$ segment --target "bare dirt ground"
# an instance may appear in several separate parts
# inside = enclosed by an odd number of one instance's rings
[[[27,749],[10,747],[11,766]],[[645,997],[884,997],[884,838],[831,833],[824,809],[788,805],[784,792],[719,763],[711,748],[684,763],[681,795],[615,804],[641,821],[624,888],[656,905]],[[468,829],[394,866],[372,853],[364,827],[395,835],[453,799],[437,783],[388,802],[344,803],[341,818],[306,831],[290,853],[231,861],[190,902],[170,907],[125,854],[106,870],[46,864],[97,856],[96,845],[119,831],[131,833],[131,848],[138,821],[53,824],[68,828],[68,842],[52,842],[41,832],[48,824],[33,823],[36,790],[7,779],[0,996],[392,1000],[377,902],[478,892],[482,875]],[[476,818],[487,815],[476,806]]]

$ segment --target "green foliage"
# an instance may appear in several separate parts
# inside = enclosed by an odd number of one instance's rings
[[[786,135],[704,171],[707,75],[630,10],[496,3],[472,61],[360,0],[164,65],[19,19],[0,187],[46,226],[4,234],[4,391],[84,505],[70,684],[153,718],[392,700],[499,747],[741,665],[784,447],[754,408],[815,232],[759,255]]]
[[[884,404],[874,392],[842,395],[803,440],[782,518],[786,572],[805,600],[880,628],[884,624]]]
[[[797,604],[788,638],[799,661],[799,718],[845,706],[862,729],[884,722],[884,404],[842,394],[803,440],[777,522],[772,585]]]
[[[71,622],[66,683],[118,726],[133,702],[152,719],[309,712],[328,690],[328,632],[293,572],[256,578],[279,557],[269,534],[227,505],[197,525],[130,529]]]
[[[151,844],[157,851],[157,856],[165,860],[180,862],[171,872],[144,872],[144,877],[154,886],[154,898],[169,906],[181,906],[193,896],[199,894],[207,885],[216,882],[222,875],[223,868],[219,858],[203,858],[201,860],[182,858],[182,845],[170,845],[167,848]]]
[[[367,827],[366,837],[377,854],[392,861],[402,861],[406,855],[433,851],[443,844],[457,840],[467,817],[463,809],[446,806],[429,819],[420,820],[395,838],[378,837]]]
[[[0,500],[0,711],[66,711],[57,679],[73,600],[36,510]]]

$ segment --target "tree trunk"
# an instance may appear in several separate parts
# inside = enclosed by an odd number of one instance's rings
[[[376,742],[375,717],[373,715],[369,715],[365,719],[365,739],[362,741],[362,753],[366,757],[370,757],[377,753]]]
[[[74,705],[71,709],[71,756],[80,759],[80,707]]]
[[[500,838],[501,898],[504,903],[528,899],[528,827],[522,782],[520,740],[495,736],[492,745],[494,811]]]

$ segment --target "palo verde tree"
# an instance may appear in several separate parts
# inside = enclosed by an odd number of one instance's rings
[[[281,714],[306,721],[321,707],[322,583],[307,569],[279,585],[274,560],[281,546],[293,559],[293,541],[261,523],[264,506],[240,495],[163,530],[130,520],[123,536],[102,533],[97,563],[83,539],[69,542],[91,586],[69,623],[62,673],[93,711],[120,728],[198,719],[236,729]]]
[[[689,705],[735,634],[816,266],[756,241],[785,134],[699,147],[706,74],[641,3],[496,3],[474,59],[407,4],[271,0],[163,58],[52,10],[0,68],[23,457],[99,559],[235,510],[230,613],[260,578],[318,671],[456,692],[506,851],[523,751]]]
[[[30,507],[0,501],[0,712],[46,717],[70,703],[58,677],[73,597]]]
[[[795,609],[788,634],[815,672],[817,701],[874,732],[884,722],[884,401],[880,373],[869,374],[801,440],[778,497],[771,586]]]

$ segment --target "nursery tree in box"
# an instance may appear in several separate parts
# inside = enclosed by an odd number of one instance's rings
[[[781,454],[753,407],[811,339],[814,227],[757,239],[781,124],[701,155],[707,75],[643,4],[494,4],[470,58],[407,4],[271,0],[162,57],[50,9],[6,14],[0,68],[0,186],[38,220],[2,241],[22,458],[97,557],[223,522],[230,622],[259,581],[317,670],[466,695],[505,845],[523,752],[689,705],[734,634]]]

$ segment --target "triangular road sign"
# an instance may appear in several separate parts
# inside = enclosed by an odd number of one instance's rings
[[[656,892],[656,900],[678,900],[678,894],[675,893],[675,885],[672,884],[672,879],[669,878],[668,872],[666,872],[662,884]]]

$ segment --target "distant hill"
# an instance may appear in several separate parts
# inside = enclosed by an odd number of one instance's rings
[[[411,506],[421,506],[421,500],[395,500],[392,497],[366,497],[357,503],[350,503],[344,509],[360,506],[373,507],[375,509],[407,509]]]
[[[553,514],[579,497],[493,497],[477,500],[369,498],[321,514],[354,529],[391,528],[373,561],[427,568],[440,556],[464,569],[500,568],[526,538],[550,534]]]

::::

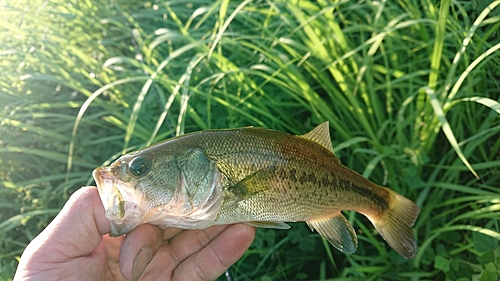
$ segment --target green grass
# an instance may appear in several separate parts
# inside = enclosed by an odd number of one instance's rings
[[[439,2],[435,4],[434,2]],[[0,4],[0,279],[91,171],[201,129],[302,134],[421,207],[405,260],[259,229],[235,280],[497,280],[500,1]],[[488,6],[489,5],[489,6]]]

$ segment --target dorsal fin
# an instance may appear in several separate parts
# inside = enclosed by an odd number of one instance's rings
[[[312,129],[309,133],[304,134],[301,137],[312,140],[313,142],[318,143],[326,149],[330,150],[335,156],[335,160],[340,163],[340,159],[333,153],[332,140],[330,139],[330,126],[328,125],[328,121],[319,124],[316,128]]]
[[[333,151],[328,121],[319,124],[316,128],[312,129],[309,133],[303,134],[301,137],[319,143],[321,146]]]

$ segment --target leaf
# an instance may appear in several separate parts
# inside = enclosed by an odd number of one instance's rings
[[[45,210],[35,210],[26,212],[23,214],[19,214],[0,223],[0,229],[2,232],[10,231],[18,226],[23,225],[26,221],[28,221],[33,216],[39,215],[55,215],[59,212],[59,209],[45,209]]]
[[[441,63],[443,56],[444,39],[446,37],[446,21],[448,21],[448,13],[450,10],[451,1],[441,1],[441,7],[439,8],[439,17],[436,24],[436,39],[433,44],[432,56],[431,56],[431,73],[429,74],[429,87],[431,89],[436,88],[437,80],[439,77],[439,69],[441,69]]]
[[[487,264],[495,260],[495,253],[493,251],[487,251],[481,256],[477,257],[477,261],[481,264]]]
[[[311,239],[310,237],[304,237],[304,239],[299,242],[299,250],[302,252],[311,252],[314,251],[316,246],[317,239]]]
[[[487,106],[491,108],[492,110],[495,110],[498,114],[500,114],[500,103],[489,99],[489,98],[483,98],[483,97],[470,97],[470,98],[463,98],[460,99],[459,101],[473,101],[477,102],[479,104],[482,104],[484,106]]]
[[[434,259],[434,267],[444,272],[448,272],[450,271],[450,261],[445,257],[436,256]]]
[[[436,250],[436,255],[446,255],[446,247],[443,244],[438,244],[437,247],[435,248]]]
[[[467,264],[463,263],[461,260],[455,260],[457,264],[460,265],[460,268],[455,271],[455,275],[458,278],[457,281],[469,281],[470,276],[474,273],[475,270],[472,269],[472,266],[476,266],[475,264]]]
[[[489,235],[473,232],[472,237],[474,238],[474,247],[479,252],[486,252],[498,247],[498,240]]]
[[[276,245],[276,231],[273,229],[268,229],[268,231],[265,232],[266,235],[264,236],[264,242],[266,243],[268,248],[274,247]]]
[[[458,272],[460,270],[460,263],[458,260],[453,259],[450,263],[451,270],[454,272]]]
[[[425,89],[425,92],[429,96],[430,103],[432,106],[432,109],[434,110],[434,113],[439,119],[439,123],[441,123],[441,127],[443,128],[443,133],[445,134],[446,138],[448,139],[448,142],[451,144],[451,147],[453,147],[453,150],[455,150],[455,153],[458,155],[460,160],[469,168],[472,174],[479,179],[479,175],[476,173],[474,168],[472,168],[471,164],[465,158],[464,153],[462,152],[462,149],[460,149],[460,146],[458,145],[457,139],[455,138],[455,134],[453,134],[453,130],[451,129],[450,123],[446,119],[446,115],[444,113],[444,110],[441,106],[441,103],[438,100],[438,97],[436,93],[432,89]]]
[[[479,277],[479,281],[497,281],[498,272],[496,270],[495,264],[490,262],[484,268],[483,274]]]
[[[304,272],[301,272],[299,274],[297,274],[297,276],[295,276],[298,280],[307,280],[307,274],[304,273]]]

::::

All lines in the records with the string "tree" should be copied out.

Response box:
$ segment --target "tree trunk"
$ segment --target "palo verde tree"
$ segment --target "nursery tree in box"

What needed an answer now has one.